--- start of EXTRACTED RECORDS ---

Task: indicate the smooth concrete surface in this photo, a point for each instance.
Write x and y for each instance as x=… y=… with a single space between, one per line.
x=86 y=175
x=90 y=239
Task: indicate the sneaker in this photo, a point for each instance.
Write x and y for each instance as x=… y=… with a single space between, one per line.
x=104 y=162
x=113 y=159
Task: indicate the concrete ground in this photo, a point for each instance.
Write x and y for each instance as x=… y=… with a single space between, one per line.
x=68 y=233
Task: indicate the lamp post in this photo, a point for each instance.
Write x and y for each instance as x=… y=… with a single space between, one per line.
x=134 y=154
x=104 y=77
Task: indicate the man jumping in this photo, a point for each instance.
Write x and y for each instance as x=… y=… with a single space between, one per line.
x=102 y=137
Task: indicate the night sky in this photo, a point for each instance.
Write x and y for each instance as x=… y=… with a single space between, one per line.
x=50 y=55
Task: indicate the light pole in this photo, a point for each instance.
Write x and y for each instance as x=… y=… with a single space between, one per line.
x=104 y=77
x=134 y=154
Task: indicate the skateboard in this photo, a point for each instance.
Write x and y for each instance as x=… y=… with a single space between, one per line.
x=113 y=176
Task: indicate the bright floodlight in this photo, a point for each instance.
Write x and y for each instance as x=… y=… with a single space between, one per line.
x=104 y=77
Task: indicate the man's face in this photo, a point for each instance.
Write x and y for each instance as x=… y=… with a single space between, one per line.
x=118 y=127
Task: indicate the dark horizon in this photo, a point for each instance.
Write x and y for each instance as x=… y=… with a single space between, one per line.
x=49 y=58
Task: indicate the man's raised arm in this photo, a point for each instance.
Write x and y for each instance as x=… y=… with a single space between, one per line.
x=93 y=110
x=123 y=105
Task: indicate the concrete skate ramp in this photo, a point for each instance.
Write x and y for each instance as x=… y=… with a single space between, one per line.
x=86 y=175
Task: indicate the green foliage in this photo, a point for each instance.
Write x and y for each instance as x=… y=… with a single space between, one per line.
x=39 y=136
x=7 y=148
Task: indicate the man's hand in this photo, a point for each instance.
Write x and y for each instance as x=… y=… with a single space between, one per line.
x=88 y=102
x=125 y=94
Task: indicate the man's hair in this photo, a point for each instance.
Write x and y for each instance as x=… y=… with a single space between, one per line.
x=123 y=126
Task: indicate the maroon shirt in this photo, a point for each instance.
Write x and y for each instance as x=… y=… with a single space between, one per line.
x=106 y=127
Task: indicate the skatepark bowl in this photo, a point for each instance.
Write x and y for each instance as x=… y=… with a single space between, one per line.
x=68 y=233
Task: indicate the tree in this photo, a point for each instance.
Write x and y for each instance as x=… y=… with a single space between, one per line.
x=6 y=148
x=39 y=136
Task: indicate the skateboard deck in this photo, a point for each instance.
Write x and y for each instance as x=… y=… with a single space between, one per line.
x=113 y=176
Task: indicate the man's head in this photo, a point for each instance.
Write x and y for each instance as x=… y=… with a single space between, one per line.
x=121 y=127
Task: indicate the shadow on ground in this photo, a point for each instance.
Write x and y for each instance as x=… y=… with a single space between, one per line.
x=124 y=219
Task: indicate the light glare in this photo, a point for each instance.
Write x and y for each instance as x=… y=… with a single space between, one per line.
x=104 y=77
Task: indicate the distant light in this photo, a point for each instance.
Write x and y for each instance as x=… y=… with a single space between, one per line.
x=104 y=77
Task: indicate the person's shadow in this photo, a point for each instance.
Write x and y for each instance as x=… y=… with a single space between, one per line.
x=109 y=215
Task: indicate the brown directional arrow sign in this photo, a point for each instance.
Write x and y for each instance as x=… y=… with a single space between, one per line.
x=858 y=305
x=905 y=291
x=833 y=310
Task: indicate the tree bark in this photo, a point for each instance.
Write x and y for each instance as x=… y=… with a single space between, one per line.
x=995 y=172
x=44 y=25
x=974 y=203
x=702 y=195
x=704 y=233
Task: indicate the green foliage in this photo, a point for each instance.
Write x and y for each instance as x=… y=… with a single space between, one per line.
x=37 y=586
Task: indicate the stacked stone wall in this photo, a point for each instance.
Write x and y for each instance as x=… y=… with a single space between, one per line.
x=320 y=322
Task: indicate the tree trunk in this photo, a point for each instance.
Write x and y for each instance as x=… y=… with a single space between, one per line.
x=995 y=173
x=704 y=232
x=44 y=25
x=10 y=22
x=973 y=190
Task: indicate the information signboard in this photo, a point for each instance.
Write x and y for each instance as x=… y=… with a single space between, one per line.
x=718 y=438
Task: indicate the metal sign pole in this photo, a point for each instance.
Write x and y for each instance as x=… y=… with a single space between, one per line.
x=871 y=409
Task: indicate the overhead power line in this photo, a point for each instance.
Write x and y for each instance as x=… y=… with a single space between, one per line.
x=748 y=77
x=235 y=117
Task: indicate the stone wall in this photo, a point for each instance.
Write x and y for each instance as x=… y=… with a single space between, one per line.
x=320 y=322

--- end of EXTRACTED RECORDS ---

• _STATED PROBLEM_: Could you copy out the entire listing above, every line of it, word for word?

• _THE REPLY_:
Task: indicate the smooth concrete surface in this photo, a point for each instance.
Write x and y for each instance as x=… y=… with a single space between, one per line.
x=86 y=175
x=90 y=239
Task: indicate the sneaker in this photo, a point for each instance.
Write x and y for each instance as x=… y=… with a single space between, one per line.
x=104 y=162
x=113 y=159
Task: indicate the concrete ground in this photo, a point for each instance.
Write x and y for each instance as x=… y=… with a single space between, one per line.
x=68 y=233
Task: indicate the lamp post in this photo, a point for each instance.
Write x and y for each instance as x=… y=… with a single space between, one per line.
x=134 y=154
x=104 y=77
Task: indicate the man jumping in this photo, a point for each instance.
Write x and y for each instance as x=… y=… with a single space between, one per line.
x=102 y=137
Task: indicate the night sky in this photo, a point for each instance.
Write x and y for each instance as x=… y=… with a single space between, one per line.
x=50 y=55
Task: indicate the light pole in this photo, a point for each instance.
Write x and y for each instance as x=… y=… with a single space between, one per line.
x=104 y=77
x=134 y=154
Task: indicate the skateboard in this photo, a point for each instance.
Write x and y for each instance as x=… y=… with a single space between, one per line.
x=113 y=176
Task: indicate the bright floodlight in this photo, a point for each instance.
Write x and y for each instance as x=… y=… with a single space between, one per line.
x=104 y=77
Task: indicate the man's face in this photo, a point for each instance.
Write x and y for each instance as x=… y=… with a single space between, one per line.
x=118 y=127
Task: indicate the dark horizon in this photo, a point for each instance.
Write x and y for each instance as x=… y=… with a single space between, one per line.
x=49 y=58
Task: indicate the man's raised arm in this photo, a point for each instance.
Write x and y for each instance as x=… y=… with a single space between, one per line.
x=93 y=110
x=123 y=105
Task: indicate the concrete skate ramp in this photo, a point for each instance.
Write x and y for each instance as x=… y=… with a single space between, one per line.
x=86 y=175
Task: indicate the green foliage in this photo, a point for each instance.
Write x and y for each instance as x=… y=… with a single space between, one per line.
x=39 y=136
x=7 y=148
Task: indicate the man's hand in this photo, a point for each instance.
Write x and y for each instance as x=… y=… with a single space between, one per line.
x=88 y=102
x=125 y=94
Task: indicate the man's hair in this photo, a point for each instance.
Write x and y for each instance as x=… y=… with a single space between, one per line.
x=123 y=126
Task: indicate the maroon shirt in this photo, a point for each instance.
Write x and y for each instance as x=… y=… with a single space between, one per line.
x=106 y=127
Task: indicate the skatepark bowl in this photo, a point for each instance.
Write x and y for each instance as x=… y=… with a single space between, one per line.
x=68 y=233
Task: indicate the tree in this photo, a point for each instance.
Write x and y for each instance as x=… y=… with a single space between, one per line.
x=6 y=148
x=39 y=136
Task: indicate the skateboard deck in this photo, a point for each instance.
Write x and y for each instance as x=… y=… with a single space between, one per line.
x=113 y=176
Task: indicate the man's head in this photo, a point for each instance.
Write x and y for each instance as x=… y=… with a single space between, one per line.
x=121 y=127
Task: indicate the shadow on ground in this photo, a point for each instance.
Write x and y for each instance as x=… y=… with a single space between, one per line.
x=124 y=219
Task: indicate the light glare in this photo, a point for each instance.
Write x and y for each instance as x=… y=… with a single space between, one per line.
x=104 y=77
Task: indicate the distant light in this photo, a point for each instance.
Write x and y for each instance as x=… y=… with a single space between, one per line.
x=104 y=77
Task: indicate the person's shadow in this photo, a point for each instance.
Write x and y for each instance as x=… y=… with a single space between, one per line.
x=109 y=215
Task: indicate the brown directional arrow sign in this photo, a point for each instance.
Write x and y for each instance as x=… y=… with a single space between, one per line.
x=858 y=305
x=905 y=291
x=833 y=310
Task: indicate the tree bark in this photo, a point for each instance.
Write x and y for each instance as x=… y=… with a single space between, one per line.
x=995 y=172
x=44 y=25
x=974 y=203
x=702 y=195
x=704 y=233
Task: indicate the green foliage in this photo, a point for each instance.
Write x and y for each instance as x=… y=… with a single space between, one per line.
x=37 y=586
Task: indicate the stacked stone wall in this photo, a point for each instance.
Write x and y for each instance as x=… y=… with a single space between, one per line.
x=320 y=322
Task: indicate the tree trunk in this photo, a point for each instance.
Write x and y for each instance as x=… y=… with a single space between, one per line.
x=995 y=173
x=704 y=232
x=44 y=25
x=10 y=22
x=973 y=190
Task: indicate the information signboard in this photo, a point for each instance.
Write x and y for each instance as x=… y=… with a single space between, one per line.
x=718 y=438
Task: indicate the metal sign pole in this photo, a point for each instance.
Write x and y for each instance as x=… y=… with a single space between, one per line.
x=871 y=409
Task: indicate the overhead power line in this photo, a point for each instance.
Write x and y for each instance as x=… y=… with a single space between, one per line.
x=748 y=77
x=235 y=117
Task: indicate the stone wall in this photo, a point for each instance.
Write x and y for each instance as x=… y=… with a single space between, one per line.
x=320 y=322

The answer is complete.